====== Data provided ======
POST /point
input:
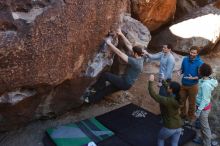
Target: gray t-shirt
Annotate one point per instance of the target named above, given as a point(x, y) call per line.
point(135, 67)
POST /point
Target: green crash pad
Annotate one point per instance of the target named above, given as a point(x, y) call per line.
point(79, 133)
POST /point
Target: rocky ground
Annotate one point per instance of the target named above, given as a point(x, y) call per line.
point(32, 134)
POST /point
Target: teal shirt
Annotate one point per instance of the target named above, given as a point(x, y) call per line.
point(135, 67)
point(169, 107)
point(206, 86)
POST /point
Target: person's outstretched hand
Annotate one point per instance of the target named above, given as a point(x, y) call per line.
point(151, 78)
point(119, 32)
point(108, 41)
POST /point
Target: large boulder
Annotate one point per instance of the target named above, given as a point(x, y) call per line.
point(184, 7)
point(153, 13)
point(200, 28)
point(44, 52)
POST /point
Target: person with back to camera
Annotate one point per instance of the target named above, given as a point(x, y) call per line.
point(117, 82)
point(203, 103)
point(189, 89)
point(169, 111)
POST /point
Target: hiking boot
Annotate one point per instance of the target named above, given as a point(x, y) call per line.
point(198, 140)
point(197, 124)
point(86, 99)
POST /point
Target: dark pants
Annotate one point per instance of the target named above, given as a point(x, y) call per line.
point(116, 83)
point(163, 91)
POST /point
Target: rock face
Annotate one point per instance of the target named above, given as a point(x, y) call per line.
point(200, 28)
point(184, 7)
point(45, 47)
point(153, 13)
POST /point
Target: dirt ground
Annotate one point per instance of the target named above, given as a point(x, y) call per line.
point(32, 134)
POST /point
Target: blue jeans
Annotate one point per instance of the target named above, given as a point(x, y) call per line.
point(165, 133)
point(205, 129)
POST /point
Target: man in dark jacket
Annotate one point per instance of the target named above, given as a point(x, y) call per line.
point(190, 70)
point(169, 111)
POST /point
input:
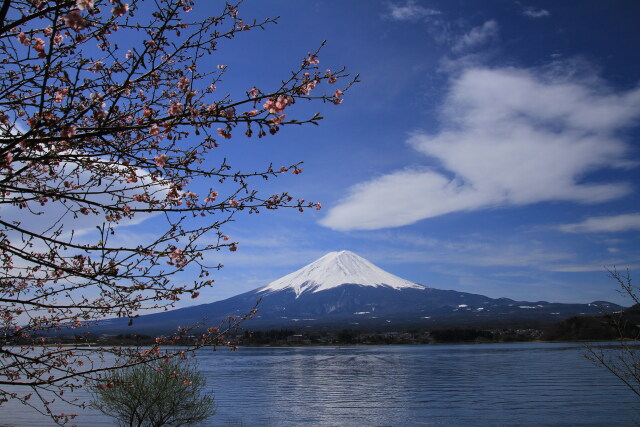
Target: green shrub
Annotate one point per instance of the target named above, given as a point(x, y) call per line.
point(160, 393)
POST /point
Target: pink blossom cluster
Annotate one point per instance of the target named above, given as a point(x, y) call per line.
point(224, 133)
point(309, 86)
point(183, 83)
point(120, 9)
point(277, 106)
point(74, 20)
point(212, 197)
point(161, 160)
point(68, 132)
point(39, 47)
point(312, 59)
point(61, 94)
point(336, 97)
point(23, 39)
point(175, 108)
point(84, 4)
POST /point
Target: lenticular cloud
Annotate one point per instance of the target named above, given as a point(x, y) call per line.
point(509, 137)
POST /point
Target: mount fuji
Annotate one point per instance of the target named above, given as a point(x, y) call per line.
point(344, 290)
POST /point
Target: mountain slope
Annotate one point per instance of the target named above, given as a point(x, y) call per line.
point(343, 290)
======
Your instructions:
Would you write out all of the records exactly, omitting the pictures?

Solution for this exercise:
POST /point
input:
Target: gray t-shirt
Annotate one point per instance of the target named above, given as a point(x, y) call per line.
point(135, 67)
POST /point
Target: green crash pad
Annotate one point per instance of the target named above, given as a point(x, y) call per line.
point(79, 133)
POST /point
Target: rocky ground
Annotate one point per instance of the target named above, given as a point(x, y) call per line.
point(32, 134)
POST /point
Target: teal shirt
Annotate one point per instance of the target named above, given as a point(x, y) call per line.
point(135, 67)
point(169, 107)
point(206, 86)
POST /point
Target: person's outstretched hand
Annotate one point per instance of the target named above, given as a point(x, y) call per line.
point(151, 78)
point(119, 32)
point(108, 41)
POST /point
Target: large boulder
Annotate one point per instance of the target named above, given as a point(x, y) call per line.
point(184, 7)
point(153, 13)
point(200, 28)
point(44, 52)
POST /point
Target: person with back to camera
Annotate one point per instance of the target named above, given as a point(x, y) call per line.
point(117, 82)
point(203, 103)
point(189, 89)
point(169, 111)
POST /point
Target: hiking boot
Annotate one point per instance of the target named above, given as a point(x, y) call per line.
point(198, 140)
point(197, 124)
point(86, 99)
POST /point
Target: dark pants
Annotate one point per instance of the target named above, given as a point(x, y) call per line.
point(116, 83)
point(163, 91)
POST /point
Target: rock face
Annotate one point per instance of the target named above, given as a point(x, y) call per line.
point(200, 28)
point(184, 7)
point(45, 47)
point(153, 13)
POST /point
Target: dirt ground
Annotate one point per instance of the target named above, given as a point(x, y) call per line.
point(32, 134)
POST /point
Target: blue jeans
Annotate one point per instance of the target named above, given as a point(x, y) call per line.
point(165, 133)
point(205, 129)
POST /point
Target: man in dark jacket
Annotate one point per instance of the target named above, given as a point(x, y) call per line.
point(190, 70)
point(169, 111)
POST /point
input:
Target: green shrub
Annotate one point per instance of the target named above, given as a point(x, y) call per line.
point(160, 393)
POST /point
Target: pink blossom cluster
Annotate one point per instance of the target named above, given as a point(x, y) call per line.
point(224, 133)
point(309, 86)
point(183, 83)
point(120, 9)
point(277, 106)
point(74, 20)
point(212, 197)
point(161, 160)
point(68, 132)
point(39, 47)
point(312, 59)
point(61, 94)
point(336, 97)
point(23, 39)
point(175, 108)
point(84, 4)
POST /point
Target: lenticular cloud
Annotate one point per instance of the target named above, given as a point(x, y) call per line.
point(509, 137)
POST /point
Target: mount fuji
Annotate one point per instance of the target named above, given as a point(x, y) call per line.
point(344, 290)
POST /point
Target: mountain slope
Annotate one point per instance of the target named above, given as a point(x, y) call per line.
point(343, 290)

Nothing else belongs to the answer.